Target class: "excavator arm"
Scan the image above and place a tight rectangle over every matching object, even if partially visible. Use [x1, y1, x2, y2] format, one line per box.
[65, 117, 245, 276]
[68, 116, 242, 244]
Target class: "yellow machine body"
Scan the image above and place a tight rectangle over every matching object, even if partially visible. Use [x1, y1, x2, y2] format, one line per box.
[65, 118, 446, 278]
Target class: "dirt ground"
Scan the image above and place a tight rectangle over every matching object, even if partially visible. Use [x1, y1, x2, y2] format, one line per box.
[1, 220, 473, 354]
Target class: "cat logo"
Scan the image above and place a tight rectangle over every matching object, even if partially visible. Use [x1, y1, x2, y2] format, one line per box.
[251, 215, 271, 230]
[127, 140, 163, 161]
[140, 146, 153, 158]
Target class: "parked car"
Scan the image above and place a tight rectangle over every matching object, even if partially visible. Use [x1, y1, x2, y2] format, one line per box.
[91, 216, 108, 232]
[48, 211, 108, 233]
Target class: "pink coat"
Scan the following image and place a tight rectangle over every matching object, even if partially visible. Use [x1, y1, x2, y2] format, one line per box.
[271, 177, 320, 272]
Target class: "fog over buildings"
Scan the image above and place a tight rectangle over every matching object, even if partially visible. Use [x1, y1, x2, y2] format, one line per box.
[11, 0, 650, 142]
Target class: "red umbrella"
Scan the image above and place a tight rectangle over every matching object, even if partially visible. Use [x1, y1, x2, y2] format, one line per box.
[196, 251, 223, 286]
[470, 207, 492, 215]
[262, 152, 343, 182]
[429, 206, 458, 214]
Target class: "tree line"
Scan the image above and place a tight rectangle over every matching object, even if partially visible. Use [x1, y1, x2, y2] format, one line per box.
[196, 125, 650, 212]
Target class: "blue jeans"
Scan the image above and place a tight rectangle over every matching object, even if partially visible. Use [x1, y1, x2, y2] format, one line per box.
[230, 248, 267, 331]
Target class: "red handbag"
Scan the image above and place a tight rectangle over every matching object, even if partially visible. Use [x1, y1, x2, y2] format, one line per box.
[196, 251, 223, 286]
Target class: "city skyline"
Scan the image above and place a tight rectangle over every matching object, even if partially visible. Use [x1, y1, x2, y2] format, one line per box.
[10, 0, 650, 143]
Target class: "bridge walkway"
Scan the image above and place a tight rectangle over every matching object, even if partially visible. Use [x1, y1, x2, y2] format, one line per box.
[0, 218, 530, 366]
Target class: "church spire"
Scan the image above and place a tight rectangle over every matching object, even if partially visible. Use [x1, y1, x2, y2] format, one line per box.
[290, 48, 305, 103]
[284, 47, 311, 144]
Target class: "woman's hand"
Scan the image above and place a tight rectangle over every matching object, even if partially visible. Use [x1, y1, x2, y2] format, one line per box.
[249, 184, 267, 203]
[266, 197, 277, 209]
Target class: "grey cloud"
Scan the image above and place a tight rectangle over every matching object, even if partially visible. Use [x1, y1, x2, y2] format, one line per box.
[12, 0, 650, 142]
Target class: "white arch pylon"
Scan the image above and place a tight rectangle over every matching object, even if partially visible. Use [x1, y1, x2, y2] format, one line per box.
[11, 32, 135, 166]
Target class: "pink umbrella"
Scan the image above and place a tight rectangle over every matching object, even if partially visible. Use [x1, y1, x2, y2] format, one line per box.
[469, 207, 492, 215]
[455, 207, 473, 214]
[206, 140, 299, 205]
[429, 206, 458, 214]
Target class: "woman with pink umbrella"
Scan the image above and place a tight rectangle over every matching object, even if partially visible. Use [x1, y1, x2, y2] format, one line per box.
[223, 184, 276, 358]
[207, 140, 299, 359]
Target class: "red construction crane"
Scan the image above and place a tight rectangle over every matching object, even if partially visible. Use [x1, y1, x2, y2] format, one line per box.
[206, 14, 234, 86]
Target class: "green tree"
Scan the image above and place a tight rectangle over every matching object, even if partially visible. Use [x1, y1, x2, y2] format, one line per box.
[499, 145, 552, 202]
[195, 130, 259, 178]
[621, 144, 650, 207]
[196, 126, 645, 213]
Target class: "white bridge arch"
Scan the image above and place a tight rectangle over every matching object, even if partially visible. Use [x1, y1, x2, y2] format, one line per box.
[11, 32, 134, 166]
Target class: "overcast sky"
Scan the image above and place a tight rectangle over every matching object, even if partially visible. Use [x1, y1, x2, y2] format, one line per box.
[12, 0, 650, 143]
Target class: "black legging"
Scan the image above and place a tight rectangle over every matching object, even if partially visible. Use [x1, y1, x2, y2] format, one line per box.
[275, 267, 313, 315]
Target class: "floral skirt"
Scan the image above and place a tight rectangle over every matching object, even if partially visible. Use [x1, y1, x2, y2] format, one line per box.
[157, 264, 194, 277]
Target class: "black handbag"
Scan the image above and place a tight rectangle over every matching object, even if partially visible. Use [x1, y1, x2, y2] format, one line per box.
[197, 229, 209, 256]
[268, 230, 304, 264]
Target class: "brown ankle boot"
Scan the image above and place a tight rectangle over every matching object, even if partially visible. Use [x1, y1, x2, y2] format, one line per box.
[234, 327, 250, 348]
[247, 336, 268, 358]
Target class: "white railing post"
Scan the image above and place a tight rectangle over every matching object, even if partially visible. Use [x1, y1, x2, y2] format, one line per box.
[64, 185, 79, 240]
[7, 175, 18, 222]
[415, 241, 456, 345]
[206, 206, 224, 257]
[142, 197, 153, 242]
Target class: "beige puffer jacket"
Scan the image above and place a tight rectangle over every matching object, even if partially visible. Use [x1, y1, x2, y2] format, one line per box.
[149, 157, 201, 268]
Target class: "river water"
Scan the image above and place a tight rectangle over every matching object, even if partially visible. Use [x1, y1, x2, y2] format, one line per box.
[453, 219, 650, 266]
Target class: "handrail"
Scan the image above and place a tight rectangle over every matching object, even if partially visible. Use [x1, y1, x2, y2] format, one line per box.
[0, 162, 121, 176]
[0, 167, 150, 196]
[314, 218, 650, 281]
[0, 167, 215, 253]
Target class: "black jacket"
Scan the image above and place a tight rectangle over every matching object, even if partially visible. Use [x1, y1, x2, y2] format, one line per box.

EXERCISE GOAL: Write the listing out again, exactly as shown above.

SOLUTION FOR THIS PROBLEM:
Target class: "excavator arm"
Scan the image above and place a tight rectangle over every matching object, even if partially visible. Use [x1, y1, x2, y2] format, one line per box.
[65, 117, 245, 276]
[68, 116, 242, 244]
Target class: "yellow machine body"
Scan the image above and place a tight rectangle over every matching object, even if partially visible. Use [x1, y1, x2, y2] format, one line per box.
[65, 118, 446, 278]
Target class: "dirt ground"
Scan the image above and place a tight rectangle over every matching object, even if partially visible. Use [x1, y1, x2, y2] format, one line per box.
[1, 220, 473, 354]
Target class: "cat logo"
Scan the image above and place a tight rectangle over every matching object, even if partially visible. Use [x1, y1, x2, y2] format, one line per box.
[251, 215, 271, 230]
[127, 140, 163, 161]
[140, 146, 153, 158]
Target class: "parked car"
Scan the image above and place a tight rectangle over every matching object, even if partially visible. Use [x1, y1, x2, y2] format, one line per box.
[91, 216, 108, 232]
[48, 211, 108, 233]
Target class: "pink coat"
Scan the following image and place a tight rectangle over every matching object, even if partially visible. Use [x1, y1, x2, y2] format, one line per box.
[271, 177, 320, 272]
Target class: "fog over buildings"
Scan the image above and place a tight rectangle over every matching object, even if partially visible. Use [x1, y1, x2, y2] format, one line per box.
[11, 0, 650, 142]
Target class: "red umbrella"
Scan the image above and place a tight rectangle over every matching object, even if partially visible. Use [x1, y1, x2, y2] format, one line per box.
[196, 251, 223, 286]
[470, 207, 492, 215]
[262, 152, 343, 182]
[429, 206, 458, 214]
Target class: "tree line"
Scan the image above and place a tight rectangle over every matching object, even if partially visible. Use [x1, y1, x2, y2] format, one line per box.
[196, 125, 650, 212]
Target class: "blue jeans"
Scan the image above and place a tight rectangle over every matching object, even if partially visible. Use [x1, y1, x2, y2] format, one line per box.
[230, 248, 267, 331]
Target class: "red handbag"
Scan the image above and place a tight rectangle over every matching object, even if partially visible. Use [x1, y1, x2, y2] format, one line per box.
[196, 251, 223, 286]
Target class: "city skyline"
Scan the image above and place a tight rectangle over every matching object, even if partially visible. Use [x1, y1, x2, y2] format, one line per box.
[10, 0, 650, 143]
Target class: "bridge walkway"
Scan the image above and place a tight rectangle over every matching object, even if partially visible. Use [x1, y1, x2, y2] format, one line per box.
[0, 218, 530, 366]
Target class: "church spire"
Scan the image above and place a tight rectangle over every matching object, even if partially visible. Use [x1, y1, x2, y2] format, one line per box.
[290, 48, 305, 103]
[284, 47, 311, 144]
Target class: "woman's hand"
Scan the image above and place a tight rectangle over every matching object, even if partially visible. Use [x1, y1, x2, y2] format, one line per box.
[249, 184, 267, 203]
[266, 197, 277, 209]
Target class: "grey cloud"
Scan the image above and place a tight rectangle over every matching object, even if partially visible. Use [x1, y1, x2, y2] format, one line per box.
[12, 0, 650, 142]
Target class: "white arch pylon"
Scan the image above and place a tight rectangle over every matching object, even if partially visible. Use [x1, y1, x2, y2] format, one line per box.
[11, 32, 135, 166]
Target class: "pink umbrella"
Scan the image above and place a tight rectangle over every matching object, even if partially visible. Use [x1, y1, x2, y2] format, one line per box.
[469, 207, 492, 215]
[455, 207, 473, 214]
[206, 140, 299, 205]
[429, 206, 458, 214]
Target class: "woman with pink umbrella"
Scan the image above and place a tight rectangle over every matching object, even if partially visible. Use [x1, y1, x2, y2] format, one line per box.
[223, 184, 276, 358]
[207, 140, 299, 359]
Target class: "red construction crane"
Scan the image above and place a tight rectangle over every matching object, even if partially visible. Use [x1, y1, x2, y2] format, one line per box.
[206, 14, 234, 86]
Target class: "green tree"
Scan the image above and place a tight rectangle over every matching object, even if partially visible. Use [x1, y1, x2, y2] format, one line per box.
[499, 145, 552, 202]
[195, 130, 259, 178]
[621, 144, 650, 207]
[196, 126, 645, 213]
Target class: "white bridge arch"
Scan the image above and place a tight rectangle over every matching object, even if partially visible. Use [x1, y1, x2, y2] format, one line per box.
[11, 32, 134, 166]
Target class: "overcast sky"
Scan the image above and place a tight rectangle over every matching object, even if partially visible. Use [x1, y1, x2, y2] format, one line per box.
[12, 0, 650, 143]
Target class: "black legging"
Scan the image above and place a tight rectangle over every matching object, even if partially visible. Use [x1, y1, x2, y2] format, one line per box.
[275, 267, 313, 315]
Target class: "floral skirt"
Scan the image above and place a tight rectangle over every matching object, even if partially visible. Use [x1, y1, x2, y2] format, one line per box.
[157, 264, 194, 277]
Target class: "black handbag"
Scan the image above and place a tight rectangle over every matching object, even if partially visible. Use [x1, y1, x2, y2] format, one line per box.
[197, 229, 209, 256]
[268, 230, 304, 264]
Target class: "brown ankle boot"
Scan the image above and place a tight rectangle over every matching object, even if partially visible. Use [x1, y1, x2, y2] format, one line per box.
[234, 327, 250, 348]
[247, 336, 268, 358]
Target class: "white railing post"
Scan the image above and place a tight rectangle over every matching object, even if partially visible. Use [x1, y1, x2, y2] format, one line per box.
[64, 185, 79, 240]
[7, 175, 18, 222]
[415, 241, 456, 345]
[206, 206, 224, 257]
[142, 197, 153, 242]
Target class: "beige puffer jacket"
Scan the image above and place a tight rectangle over every matching object, even if partially visible. Use [x1, y1, x2, y2] format, one line per box.
[149, 157, 201, 268]
Target class: "river water"
Scan the image above and place a tight rectangle over every matching object, even if partially visible. Use [x1, y1, x2, y2] format, one line per box.
[453, 219, 650, 266]
Target class: "handrail"
Scan the image above and place a tight rectangle over every matching object, even if partially visible. Use [x1, y1, x2, y2] format, one line per box.
[0, 162, 121, 176]
[0, 167, 150, 196]
[314, 218, 650, 281]
[0, 167, 215, 253]
Target class: "black jacket"
Scan the image above and place a tight rectangle over every matching object, even if partially visible. Use [x1, y1, x2, y2] format, one line per box.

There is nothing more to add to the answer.